TEXTE PROPOSÉ |
□ □ □ □

Les fleurs et les graines sont blanches.
- Papaver somniferum nigrum. Dans certaines régions d'Europe
et d'Asie, il existe, pour en extraire l'huile et parfois l'opium,
des cultures de Papaver somniferum nigrum, dont les fleurs sont
d'un rouge violacé et les graines noires.
Cocaïer
- Coca Huànuco ou Bolivienne (Erythroxylum coca
var. coca) : sa zone géographique s'étend de l'Équateur
jusqu'au nord de l'Argentine sur le flanc est de la cordillère
des Andes, dans des zones humides, entre 500 et 1500 m, voire
2000 m, dans certaines régions. Cette variété
est très prisée pour ses feuilles à "mâcher"
(acullicu) mais représente également une part importante
de la coca destinée au marché de la cocaïne.
- Coca Trujillo (Erythroxylum novogranatense var. truxillense)
: plus adaptée à un climat aride, cette variété
s'est développée sur la côte Pacifique depuis
l'Équateur jusqu'au Chili durant la période des
Incas. Actuellement, elle n'est cultivée que sur la côte
péruvienne. Les plantations actuelles approvisionnent la
firme Coca-Cola, pour environ 700 t par an. En effet, cette variété,
peu intéressante pour la production de cocaïne du
fait de son contenu plus faible en alcaloïde, connut néanmoins
beaucoup de succès au XIXème siècle pour
la fabrication de vins et tonics du fait de sa richesse en essences
aromatiques.
- Coca Colombienne (Erythroxylum novogranatense var. novogranatense)
: cette variété supporte des conditions climatiques
plus sèches. Elle se cultive dans les vallées centrales
des Andes colombiennes et le long de la côte des Caraïbes.
Durant la période pré-hispanique, elle s'étendait
jusqu'au Venezuela, l'Amérique centrale et les Caraïbes.

□ □ □ □

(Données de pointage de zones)
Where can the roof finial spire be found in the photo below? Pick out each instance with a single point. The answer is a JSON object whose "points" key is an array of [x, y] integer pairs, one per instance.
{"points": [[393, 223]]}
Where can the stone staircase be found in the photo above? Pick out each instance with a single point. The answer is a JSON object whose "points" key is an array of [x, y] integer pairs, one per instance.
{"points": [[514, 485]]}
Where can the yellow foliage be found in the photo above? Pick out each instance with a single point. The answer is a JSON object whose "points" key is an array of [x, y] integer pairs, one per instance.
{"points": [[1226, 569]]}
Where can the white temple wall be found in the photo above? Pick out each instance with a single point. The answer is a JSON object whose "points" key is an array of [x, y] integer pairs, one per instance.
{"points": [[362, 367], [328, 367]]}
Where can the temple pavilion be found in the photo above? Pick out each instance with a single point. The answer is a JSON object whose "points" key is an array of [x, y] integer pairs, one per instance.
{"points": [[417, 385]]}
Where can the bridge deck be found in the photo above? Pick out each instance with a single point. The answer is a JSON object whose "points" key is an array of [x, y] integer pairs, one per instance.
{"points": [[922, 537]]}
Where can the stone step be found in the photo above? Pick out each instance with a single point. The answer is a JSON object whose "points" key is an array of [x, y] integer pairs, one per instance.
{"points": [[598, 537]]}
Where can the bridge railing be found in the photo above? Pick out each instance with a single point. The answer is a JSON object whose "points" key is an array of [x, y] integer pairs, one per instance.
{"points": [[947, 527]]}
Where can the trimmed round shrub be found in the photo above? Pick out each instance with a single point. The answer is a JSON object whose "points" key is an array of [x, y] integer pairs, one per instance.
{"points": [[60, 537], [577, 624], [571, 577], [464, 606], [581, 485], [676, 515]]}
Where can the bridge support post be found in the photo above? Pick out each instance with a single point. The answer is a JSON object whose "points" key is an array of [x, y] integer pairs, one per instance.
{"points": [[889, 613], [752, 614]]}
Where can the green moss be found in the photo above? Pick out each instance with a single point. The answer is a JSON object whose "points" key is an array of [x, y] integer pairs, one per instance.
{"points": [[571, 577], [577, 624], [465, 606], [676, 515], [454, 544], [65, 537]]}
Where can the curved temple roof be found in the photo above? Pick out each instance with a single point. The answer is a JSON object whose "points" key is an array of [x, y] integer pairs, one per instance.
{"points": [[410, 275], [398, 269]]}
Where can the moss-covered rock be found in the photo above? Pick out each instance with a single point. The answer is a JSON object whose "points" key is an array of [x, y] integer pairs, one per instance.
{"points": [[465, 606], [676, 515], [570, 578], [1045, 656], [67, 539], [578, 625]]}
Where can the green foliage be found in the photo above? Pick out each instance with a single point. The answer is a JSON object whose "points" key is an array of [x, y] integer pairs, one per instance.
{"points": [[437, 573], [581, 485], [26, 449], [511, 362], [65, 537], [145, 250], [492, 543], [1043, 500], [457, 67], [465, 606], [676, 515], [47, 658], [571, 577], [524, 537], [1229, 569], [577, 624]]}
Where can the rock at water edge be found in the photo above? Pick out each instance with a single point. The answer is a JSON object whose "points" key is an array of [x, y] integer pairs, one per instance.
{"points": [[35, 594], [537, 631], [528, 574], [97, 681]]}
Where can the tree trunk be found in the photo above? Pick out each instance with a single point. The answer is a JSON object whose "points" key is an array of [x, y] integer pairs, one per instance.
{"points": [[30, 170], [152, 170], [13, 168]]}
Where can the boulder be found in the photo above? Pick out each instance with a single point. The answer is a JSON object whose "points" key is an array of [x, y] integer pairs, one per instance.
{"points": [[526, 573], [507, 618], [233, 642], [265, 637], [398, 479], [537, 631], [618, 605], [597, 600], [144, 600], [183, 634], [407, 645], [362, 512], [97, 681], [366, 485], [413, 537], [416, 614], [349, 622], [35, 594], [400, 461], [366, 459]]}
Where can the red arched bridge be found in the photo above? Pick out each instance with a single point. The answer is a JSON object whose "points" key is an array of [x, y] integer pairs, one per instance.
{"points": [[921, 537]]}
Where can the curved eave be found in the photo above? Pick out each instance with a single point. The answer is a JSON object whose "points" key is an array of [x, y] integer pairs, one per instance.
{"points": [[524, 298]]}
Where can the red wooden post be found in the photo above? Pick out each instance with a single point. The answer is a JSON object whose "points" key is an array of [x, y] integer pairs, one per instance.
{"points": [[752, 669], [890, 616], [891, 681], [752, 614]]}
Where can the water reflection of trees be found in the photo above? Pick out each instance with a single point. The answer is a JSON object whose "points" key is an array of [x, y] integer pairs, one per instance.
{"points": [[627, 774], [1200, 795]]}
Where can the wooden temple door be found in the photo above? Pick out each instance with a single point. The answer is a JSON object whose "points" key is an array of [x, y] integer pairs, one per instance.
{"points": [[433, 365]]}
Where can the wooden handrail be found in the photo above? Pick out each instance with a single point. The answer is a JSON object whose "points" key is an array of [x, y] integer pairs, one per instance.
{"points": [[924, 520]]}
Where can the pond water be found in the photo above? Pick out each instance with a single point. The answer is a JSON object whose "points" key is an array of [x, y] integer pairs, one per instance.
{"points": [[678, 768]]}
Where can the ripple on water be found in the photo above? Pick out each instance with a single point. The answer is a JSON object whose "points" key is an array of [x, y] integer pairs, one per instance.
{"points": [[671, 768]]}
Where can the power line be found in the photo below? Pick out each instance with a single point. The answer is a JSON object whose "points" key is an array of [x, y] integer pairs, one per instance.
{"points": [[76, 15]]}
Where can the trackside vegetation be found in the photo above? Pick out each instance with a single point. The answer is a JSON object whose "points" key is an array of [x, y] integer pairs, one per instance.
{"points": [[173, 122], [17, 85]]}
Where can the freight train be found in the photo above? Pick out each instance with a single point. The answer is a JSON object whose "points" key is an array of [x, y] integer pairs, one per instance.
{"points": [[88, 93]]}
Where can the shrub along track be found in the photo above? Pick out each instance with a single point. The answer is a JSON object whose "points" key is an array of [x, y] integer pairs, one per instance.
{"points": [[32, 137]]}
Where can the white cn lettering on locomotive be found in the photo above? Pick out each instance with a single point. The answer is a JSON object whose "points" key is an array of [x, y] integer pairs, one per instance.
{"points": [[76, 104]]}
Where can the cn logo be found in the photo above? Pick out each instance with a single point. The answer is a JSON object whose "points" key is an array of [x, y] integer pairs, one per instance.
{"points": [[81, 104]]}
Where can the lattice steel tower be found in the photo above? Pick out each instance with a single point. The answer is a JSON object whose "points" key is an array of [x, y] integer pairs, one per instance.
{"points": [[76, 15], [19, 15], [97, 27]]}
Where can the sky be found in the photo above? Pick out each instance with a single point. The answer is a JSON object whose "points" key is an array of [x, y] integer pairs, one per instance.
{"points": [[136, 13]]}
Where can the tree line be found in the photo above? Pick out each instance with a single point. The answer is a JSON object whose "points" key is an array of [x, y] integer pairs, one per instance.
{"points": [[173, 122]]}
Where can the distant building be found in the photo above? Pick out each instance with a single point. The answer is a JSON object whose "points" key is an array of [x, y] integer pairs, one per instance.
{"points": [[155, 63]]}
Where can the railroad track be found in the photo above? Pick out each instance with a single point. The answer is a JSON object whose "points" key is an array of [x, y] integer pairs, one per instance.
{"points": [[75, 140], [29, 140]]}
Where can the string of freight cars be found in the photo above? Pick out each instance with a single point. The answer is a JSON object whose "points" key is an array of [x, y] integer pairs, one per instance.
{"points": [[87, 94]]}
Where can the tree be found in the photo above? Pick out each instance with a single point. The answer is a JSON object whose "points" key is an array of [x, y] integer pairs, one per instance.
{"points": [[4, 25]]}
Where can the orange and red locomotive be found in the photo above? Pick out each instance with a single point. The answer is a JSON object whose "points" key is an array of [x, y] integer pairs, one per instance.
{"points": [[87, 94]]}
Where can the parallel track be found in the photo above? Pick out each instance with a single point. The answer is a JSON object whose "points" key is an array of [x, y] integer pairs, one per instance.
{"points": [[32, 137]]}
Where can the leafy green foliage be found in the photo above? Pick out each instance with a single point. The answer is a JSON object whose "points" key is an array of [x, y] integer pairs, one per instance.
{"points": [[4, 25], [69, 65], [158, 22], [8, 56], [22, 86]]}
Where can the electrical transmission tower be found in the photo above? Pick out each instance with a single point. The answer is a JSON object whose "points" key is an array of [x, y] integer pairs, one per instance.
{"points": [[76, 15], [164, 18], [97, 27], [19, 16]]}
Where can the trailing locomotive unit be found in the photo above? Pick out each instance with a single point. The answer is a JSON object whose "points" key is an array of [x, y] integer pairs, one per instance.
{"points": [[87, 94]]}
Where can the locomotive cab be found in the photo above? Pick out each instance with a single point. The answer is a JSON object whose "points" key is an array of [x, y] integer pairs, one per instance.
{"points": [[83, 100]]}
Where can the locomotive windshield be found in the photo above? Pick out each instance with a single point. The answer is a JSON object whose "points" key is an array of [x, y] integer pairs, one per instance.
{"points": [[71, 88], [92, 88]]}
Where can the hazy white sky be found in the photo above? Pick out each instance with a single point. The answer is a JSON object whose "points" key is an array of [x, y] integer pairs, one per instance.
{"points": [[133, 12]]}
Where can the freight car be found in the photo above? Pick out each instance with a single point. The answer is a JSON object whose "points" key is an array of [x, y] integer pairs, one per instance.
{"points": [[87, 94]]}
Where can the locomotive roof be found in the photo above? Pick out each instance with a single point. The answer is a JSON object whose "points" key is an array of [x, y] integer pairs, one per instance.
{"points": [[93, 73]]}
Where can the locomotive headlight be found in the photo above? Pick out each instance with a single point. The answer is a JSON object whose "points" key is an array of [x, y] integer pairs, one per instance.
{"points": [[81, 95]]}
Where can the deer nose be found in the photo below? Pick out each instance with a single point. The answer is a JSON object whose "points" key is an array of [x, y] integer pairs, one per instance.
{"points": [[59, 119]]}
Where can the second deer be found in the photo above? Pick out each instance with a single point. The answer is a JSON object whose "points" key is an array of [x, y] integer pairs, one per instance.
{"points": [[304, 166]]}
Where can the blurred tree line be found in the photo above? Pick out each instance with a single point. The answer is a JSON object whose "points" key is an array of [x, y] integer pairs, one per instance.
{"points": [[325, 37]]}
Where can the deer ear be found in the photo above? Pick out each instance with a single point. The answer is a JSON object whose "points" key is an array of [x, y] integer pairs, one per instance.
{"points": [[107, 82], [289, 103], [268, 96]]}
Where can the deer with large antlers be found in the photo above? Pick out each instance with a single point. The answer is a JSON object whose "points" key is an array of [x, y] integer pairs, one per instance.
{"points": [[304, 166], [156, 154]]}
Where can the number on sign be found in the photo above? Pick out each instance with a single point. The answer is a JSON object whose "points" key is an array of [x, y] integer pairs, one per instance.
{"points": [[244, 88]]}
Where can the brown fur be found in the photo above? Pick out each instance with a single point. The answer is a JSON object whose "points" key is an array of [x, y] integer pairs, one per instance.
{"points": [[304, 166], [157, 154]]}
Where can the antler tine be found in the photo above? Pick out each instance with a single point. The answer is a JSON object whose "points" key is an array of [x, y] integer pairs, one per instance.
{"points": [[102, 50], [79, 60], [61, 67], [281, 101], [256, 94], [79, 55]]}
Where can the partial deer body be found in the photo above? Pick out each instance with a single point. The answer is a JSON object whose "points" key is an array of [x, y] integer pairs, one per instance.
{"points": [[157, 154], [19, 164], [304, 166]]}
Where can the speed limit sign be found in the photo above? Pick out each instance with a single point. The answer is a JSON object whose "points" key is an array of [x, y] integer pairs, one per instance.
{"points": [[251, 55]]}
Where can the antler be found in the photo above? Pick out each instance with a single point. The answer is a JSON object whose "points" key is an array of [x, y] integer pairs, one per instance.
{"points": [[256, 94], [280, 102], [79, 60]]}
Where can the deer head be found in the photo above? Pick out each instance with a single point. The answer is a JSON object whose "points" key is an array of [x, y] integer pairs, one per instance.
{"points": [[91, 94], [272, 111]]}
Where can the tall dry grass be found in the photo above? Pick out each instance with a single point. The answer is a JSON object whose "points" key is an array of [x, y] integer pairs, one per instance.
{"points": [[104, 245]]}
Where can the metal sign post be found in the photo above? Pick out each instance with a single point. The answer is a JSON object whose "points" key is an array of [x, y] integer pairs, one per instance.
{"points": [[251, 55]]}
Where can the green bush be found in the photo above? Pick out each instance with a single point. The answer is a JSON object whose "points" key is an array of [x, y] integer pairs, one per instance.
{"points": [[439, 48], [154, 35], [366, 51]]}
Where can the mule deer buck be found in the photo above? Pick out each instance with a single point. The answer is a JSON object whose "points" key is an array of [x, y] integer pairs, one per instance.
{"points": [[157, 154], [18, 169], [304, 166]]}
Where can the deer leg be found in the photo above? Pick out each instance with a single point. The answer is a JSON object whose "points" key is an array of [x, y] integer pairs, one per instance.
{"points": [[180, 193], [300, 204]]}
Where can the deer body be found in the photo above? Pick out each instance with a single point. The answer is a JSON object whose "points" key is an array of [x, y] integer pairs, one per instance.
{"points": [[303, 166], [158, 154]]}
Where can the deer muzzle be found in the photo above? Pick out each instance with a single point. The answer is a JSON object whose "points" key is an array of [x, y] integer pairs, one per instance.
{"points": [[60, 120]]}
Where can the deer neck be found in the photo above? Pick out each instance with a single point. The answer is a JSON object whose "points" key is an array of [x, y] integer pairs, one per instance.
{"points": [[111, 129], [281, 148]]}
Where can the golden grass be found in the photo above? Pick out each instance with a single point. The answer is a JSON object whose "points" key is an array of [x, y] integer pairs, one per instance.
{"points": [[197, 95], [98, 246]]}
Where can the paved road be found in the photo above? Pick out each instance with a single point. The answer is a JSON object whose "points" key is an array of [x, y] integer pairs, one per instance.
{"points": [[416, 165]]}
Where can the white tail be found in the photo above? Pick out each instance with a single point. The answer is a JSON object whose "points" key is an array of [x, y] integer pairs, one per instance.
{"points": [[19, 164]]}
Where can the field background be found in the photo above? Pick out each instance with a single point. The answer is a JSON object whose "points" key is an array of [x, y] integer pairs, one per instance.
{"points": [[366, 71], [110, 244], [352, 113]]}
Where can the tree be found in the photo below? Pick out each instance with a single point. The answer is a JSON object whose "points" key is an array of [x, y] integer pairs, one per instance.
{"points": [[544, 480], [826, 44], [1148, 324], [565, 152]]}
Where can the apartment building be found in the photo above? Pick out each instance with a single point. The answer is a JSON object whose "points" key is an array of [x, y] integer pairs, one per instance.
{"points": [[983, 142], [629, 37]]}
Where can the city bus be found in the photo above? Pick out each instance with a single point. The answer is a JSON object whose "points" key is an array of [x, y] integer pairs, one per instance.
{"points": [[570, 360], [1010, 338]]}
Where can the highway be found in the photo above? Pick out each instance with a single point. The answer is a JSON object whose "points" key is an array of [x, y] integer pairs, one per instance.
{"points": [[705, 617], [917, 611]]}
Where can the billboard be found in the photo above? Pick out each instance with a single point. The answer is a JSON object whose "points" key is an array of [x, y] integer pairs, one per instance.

□ □ □ □

TRAVAIL À FAIRE |
1. Recopiez le passage du texte sur le pavot et la coca qui commence aux mots « - Coca Colombienne » et s'arrête après « et les Caraïbes. ».
2. Poursuivez le texte sur le pavot et la coca après sa dernière phrase.

RÉPONSES AUX EXERCICES |
1.
- Coca Colombienne (Erythroxylum novogranatense var. novogranatense)
: cette variété supporte des conditions climatiques
plus sèches. Elle se cultive dans les vallées centrales
des Andes colombiennes et le long de la côte des Caraïbes.
Durant la période pré-hispanique, elle s'étendait
jusqu'au Venezuela, l'Amérique centrale et les Caraïbes.

2.
Elle est désignée sous le nom de hayo et yaat. Le
nom khoka qui signifie arbuste en aymara n'a été
généralisé à l'ensemble du continent
que sous l'empire espagnol. Elle continue à être
cultivée et à faire l'objet d'un usage traditionnel
en Colombie dans la zone du Cauca, par l'ethnie Paez, et dans
la Sierra Nevada de Santa Marta par l'ethnie Arhaucos.
- Coca Ipadu (Erythroxylum coca var. coca) : découverte
plus récemment, au milieu du XIXème siècle,
elle est cultivée depuis en Amazonie brésilienne,
en particulier par les Tukanu de l'Alto Rio Negro.
Les dérivés de la coca
- Pâte base de cocaïne (PBC) : première
étape dans la fabrication du chlorhydrate de cocaïne,
la pâte base est en fait un précité des alcaloïdes
de la feuille de coca, sous forme de sels. Mélangée
à du tabac, elle est fumée sous le nom de basuco.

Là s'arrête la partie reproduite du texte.